Problem to solve ▸ From the first line to the last, output the data exactly as it stands, minus its pictures.
Start of Data under study
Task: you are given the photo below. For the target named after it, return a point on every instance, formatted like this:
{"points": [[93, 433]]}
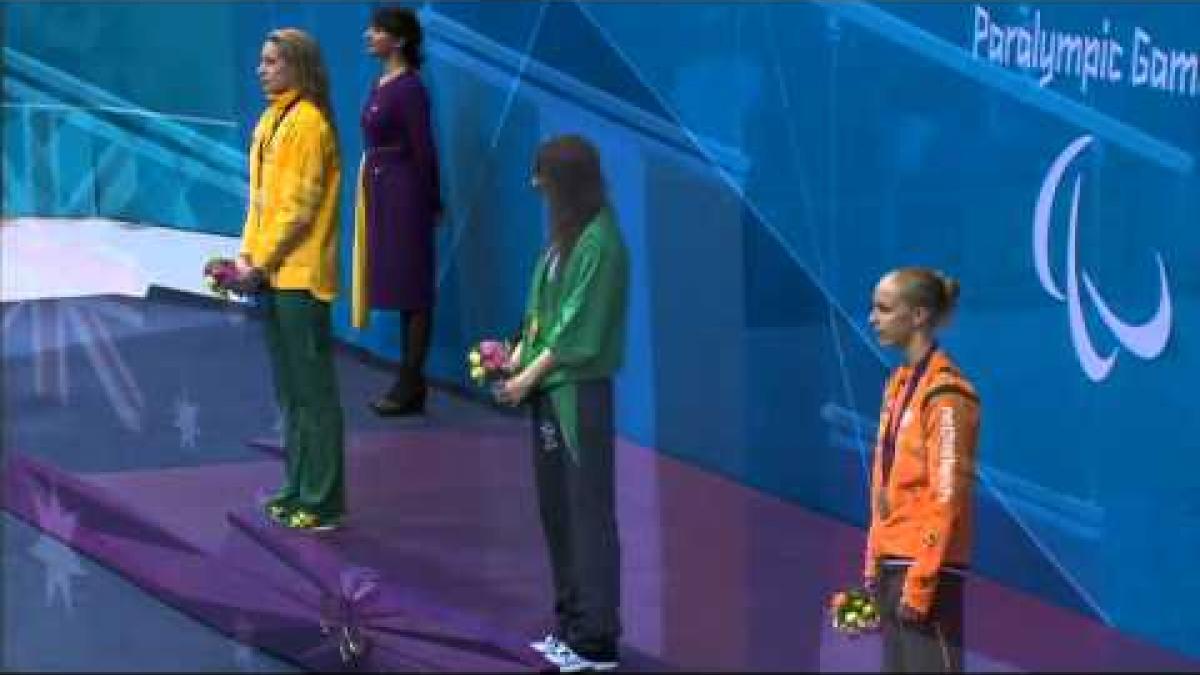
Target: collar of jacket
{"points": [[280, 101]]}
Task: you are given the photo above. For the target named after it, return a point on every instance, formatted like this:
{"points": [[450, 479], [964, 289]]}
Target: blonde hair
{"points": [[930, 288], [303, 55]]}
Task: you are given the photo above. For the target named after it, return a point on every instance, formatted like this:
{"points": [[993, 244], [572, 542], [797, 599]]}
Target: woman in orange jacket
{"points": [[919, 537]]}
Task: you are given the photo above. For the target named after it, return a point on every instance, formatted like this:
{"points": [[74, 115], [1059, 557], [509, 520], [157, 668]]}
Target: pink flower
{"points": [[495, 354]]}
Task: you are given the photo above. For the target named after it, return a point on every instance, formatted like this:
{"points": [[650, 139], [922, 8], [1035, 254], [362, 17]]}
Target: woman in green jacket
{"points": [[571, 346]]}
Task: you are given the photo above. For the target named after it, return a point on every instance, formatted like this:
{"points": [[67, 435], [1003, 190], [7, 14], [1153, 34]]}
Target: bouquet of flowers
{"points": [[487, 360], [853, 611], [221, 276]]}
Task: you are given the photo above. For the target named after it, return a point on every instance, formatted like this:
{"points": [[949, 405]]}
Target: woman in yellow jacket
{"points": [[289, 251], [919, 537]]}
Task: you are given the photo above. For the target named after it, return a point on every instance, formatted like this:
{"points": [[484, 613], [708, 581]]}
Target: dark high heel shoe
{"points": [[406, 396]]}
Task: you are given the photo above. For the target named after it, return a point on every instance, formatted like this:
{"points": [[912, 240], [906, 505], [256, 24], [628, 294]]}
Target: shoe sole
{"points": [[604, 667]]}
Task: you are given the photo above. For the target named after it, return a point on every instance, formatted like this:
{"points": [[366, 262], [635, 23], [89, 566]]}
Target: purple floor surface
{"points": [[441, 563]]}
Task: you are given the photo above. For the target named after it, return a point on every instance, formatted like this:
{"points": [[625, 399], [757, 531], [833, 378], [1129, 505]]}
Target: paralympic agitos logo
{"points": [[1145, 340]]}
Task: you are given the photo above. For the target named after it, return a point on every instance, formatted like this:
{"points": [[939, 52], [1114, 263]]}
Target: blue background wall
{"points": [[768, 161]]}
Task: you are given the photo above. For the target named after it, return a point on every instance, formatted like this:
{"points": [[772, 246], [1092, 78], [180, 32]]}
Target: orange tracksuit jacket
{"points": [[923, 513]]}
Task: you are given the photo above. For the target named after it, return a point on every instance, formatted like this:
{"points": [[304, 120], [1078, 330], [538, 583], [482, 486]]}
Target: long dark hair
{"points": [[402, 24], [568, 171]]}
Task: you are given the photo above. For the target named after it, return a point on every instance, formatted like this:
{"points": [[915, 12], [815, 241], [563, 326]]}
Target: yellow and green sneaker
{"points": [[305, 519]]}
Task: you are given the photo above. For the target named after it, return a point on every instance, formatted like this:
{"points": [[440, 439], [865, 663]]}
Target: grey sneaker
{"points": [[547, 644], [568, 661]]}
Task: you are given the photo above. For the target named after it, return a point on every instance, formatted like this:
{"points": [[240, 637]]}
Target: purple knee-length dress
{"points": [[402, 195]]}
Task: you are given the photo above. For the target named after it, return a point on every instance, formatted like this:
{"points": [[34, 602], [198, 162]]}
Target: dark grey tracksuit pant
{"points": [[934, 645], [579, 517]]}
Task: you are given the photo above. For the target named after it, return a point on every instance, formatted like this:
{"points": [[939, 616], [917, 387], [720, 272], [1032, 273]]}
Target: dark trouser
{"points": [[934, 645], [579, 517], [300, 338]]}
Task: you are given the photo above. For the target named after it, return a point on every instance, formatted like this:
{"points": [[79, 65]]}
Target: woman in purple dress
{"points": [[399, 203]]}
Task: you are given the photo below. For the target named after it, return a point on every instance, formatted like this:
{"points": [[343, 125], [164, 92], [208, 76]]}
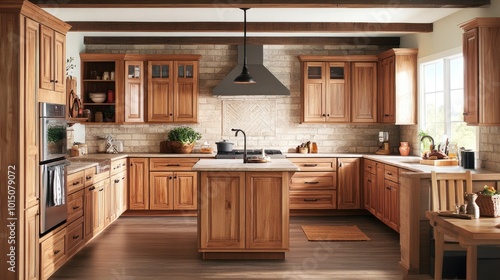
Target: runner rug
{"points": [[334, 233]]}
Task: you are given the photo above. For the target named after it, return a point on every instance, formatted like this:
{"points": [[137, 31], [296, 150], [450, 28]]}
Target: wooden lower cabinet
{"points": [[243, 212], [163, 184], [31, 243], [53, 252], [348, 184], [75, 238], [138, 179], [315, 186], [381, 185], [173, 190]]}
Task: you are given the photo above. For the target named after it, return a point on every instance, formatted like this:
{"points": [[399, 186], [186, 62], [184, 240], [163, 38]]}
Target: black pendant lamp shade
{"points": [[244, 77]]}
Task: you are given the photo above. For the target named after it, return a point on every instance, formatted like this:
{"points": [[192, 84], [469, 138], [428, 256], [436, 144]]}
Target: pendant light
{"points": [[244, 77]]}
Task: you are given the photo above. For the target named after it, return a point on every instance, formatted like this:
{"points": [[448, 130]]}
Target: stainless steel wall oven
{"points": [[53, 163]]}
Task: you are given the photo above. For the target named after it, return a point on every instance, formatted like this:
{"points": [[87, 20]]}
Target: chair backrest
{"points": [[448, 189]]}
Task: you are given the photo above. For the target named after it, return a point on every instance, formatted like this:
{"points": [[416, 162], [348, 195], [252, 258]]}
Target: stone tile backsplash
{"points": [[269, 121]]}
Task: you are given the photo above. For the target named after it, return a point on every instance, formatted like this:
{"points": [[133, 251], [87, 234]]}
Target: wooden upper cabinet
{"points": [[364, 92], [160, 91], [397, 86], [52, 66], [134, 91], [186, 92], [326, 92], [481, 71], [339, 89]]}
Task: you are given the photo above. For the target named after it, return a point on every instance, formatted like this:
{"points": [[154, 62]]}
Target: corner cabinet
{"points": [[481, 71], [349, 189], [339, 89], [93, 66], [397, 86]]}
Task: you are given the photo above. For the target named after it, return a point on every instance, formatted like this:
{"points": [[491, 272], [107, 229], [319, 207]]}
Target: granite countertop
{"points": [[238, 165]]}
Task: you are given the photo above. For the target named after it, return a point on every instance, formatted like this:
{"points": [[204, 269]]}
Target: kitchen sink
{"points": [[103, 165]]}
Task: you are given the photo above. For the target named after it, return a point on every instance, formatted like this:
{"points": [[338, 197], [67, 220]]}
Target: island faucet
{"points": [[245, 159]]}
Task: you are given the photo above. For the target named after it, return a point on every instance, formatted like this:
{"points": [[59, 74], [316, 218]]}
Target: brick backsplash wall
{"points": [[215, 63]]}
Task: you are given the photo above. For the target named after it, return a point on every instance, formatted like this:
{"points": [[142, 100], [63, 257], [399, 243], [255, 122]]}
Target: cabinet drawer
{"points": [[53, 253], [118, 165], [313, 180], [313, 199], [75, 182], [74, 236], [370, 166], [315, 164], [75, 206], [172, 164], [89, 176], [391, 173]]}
End of Data under study
Solution for this exercise ▸
Task: you are given the photo below. For the target named after it, return a point on every instance, formatted like this:
{"points": [[93, 433]]}
Target: collar of jacket
{"points": [[280, 101]]}
Task: you are given the photo above. For the target named after it, return a point on every instance, formatted like this:
{"points": [[450, 479], [964, 289]]}
Target: blonde hair
{"points": [[930, 288], [303, 55]]}
Task: you are given the photo above. For the target named after it, return a point on every instance, formatted like this:
{"points": [[993, 244], [572, 542], [797, 599]]}
Target: woman in orange jacket
{"points": [[919, 537]]}
Task: you are given the photo above. For the target named after it, return a point on every instance, formatted like this:
{"points": [[74, 115], [1059, 557], [509, 520], [157, 668]]}
Target: pink flower
{"points": [[495, 354]]}
Task: you are given the photo above. For the target named after it, return a point on every instance, formatted like this:
{"points": [[650, 139], [922, 8], [1035, 254], [362, 17]]}
Target: woman in green jacket
{"points": [[571, 346]]}
Task: you are given the photo above. For the target named after it, return a point on every instance, formatted like this:
{"points": [[67, 435], [1003, 190], [7, 14], [1153, 34]]}
Target: bouquet of flowers
{"points": [[487, 360], [853, 611], [221, 276]]}
Task: you are given the photo above. For the target named after it, return a point on every instance, formatted like this:
{"points": [[949, 405]]}
Target: woman in yellow jacket
{"points": [[289, 251], [919, 537]]}
Task: you are given the photo above. For the target named after it, return a point on every instance, formatted like this:
{"points": [[484, 613], [708, 581]]}
Target: dark high heel shoe
{"points": [[406, 396]]}
Task: you are given the photo above. For the target named after it, return a point on every instance, formatted like this:
{"points": [[912, 240], [906, 505], [256, 24], [628, 294]]}
Target: shoe sole
{"points": [[604, 667]]}
Task: you are given the photo above. For the target named after it, return a point on every instance, formatted like this:
{"points": [[366, 262], [635, 23], [89, 566]]}
Target: purple floor surface
{"points": [[441, 563]]}
Task: you are given the photo above. For the target named after it, return a point on every instance, formatted like this:
{"points": [[625, 399], [757, 531], [833, 378], [1129, 505]]}
Target: paralympic agitos logo
{"points": [[1145, 340]]}
Task: you are given the photo above. For the target named after it, return a point on every instance, formatted like this:
{"points": [[939, 52], [1114, 263]]}
Target: blue background wall
{"points": [[768, 161]]}
Task: you are given the photo above. For the target named after it, return a point on every instance, formatted like this:
{"points": [[772, 246], [1092, 78], [180, 32]]}
Target: orange tracksuit jacket
{"points": [[923, 513]]}
Task: you are given the photo above. For the target named after it, return a point on every instance, formatted like this:
{"points": [[304, 120], [1078, 330], [538, 583], [482, 486]]}
Target: long dark hair
{"points": [[402, 24], [568, 171]]}
Task: you are given the photo above. For the target named after it, return a point on every instance, formatted like this:
{"points": [[915, 12], [815, 241], [563, 326]]}
Target: yellow and green sneaker
{"points": [[305, 519]]}
Task: you are given the photo above. For the target named after it, return a point on every instance, formatted like this:
{"points": [[440, 439], [865, 663]]}
Target: grey sneaker
{"points": [[547, 644], [568, 661]]}
Task: you are given the photo above. For the target named after it, return a point on every instance, formatted like this:
{"points": [[240, 637]]}
Target: purple knee-length dress
{"points": [[402, 195]]}
Task: you are given the photo above. For the target named after it, return a point on every instance, formatted like this:
{"points": [[34, 602], [198, 162]]}
Target: dark grey tracksuit pant
{"points": [[934, 645], [579, 517]]}
Task: you are given the photo above. For the target named after it, return a point on every instance, formatted like this:
{"points": [[939, 616], [917, 387], [720, 272], [1032, 273]]}
Target: dark trouser
{"points": [[934, 645], [579, 517], [300, 338]]}
Task: you are given the photo above. For the target named after it, return a point on every instance, formatted like this:
{"points": [[79, 65]]}
Target: woman in purple dress
{"points": [[399, 203]]}
Task: you are given the photo below. For the target named after it, return a point on every instance, formatted like this:
{"points": [[343, 125], [164, 92], [208, 76]]}
Target: runner rug
{"points": [[334, 233]]}
Task: you are given the photo above. For the target named after it, return a point on every instance, formatted like this:
{"points": [[137, 31], [296, 150], [450, 28]]}
Target: wooden lower cabinet
{"points": [[243, 212], [163, 184], [31, 243], [53, 252], [348, 184], [75, 238], [138, 179], [315, 186], [381, 185], [173, 190]]}
Task: you are given the photo above. For the target named after it, return a point on every instance, formatted like this:
{"points": [[399, 186], [186, 62], [184, 240], [163, 38]]}
Target: black pendant lamp shade
{"points": [[244, 77]]}
Task: you are given the photo above. For the target named after it, return a point on every instance, formatted like this:
{"points": [[192, 84], [469, 138], [428, 256], [436, 144]]}
Target: pendant light
{"points": [[244, 77]]}
Task: you are given the photo above. For the target named after it, return a point on every instance, formatted like this:
{"points": [[448, 130]]}
Target: stainless steel wall oven
{"points": [[53, 163]]}
Task: you are given the photo above. For the target named after it, return a point on every instance, formatted like this:
{"points": [[87, 20]]}
Target: chair backrest
{"points": [[448, 189]]}
Task: you are given the photo above. For the target named after it, return a point on every instance, formatted like this:
{"points": [[416, 162], [348, 195], [252, 258]]}
Target: stone tile backsplash
{"points": [[269, 121]]}
Task: you are given the photo above. For the target named after it, return a point on every instance, formatted like this:
{"points": [[133, 251], [87, 234]]}
Target: wooden upper cabinet
{"points": [[364, 92], [160, 91], [397, 86], [52, 66], [134, 91], [186, 92], [326, 92], [481, 71], [339, 89]]}
Task: you are given the photo above. For the target named after it, return a point on every instance, formatted like this:
{"points": [[154, 62]]}
Target: corner cabinet
{"points": [[481, 71], [349, 189], [339, 89], [93, 66], [397, 86]]}
Task: you are given the photo above. For the target named after it, return a point on every instance, formatted like this:
{"points": [[491, 272], [107, 229], [319, 207]]}
Target: granite countertop
{"points": [[238, 165]]}
Task: you are given the photo above. For the target named after it, return a point on every instance, formatted like this:
{"points": [[204, 269]]}
Target: kitchen sink
{"points": [[103, 165]]}
Task: you are given the photo above. For the target named after it, return a point on every instance, formatted like this:
{"points": [[338, 197], [67, 220]]}
Target: island faucet
{"points": [[245, 159]]}
Task: you are given the photo above. For the target named after it, return a point on every instance, formatted like this:
{"points": [[59, 74], [316, 218]]}
Target: brick backsplash wall
{"points": [[215, 63]]}
Task: you are given the photo above. For the target named after it, return a point on every instance, formatted like this:
{"points": [[142, 100], [63, 257], [399, 243], [255, 122]]}
Target: cabinet drawer
{"points": [[53, 253], [118, 165], [313, 180], [313, 199], [75, 182], [74, 236], [370, 166], [315, 164], [75, 206], [172, 164], [89, 176], [391, 173]]}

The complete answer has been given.